━━━━━ Given data ━━━━━

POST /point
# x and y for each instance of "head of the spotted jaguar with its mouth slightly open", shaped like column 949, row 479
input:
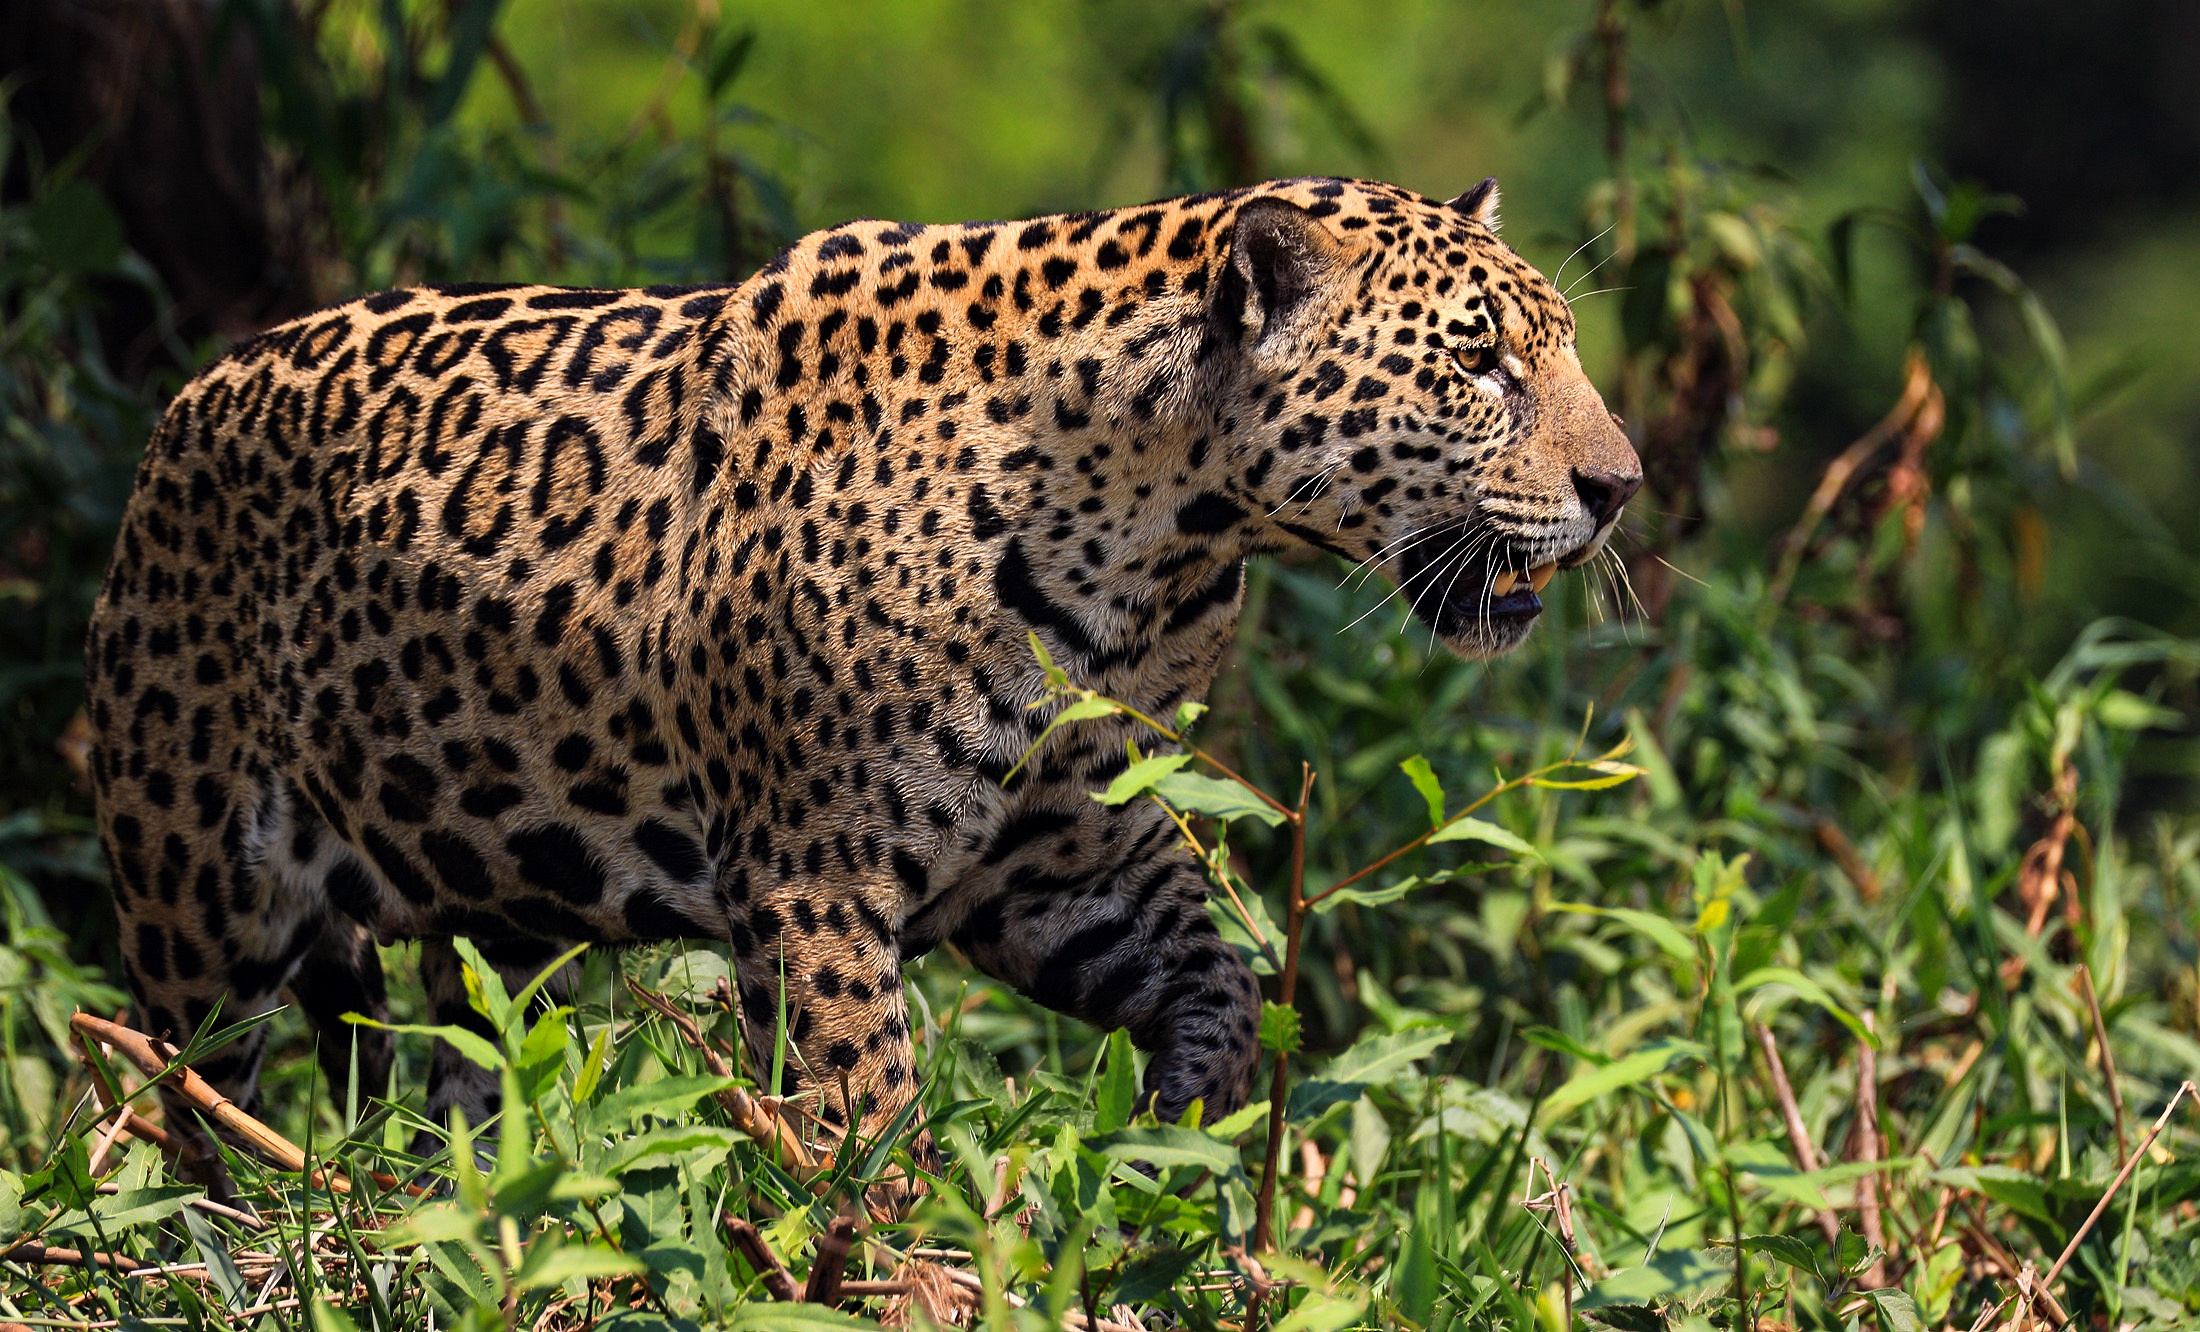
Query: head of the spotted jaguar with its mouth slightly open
column 1418, row 404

━━━━━

There is a line above that contains "Query: head of". Copy it and all later lines through the last, exactly, and leave out the rest.

= Task result =
Query: head of the spotted jaguar with its mouth slightly open
column 1418, row 404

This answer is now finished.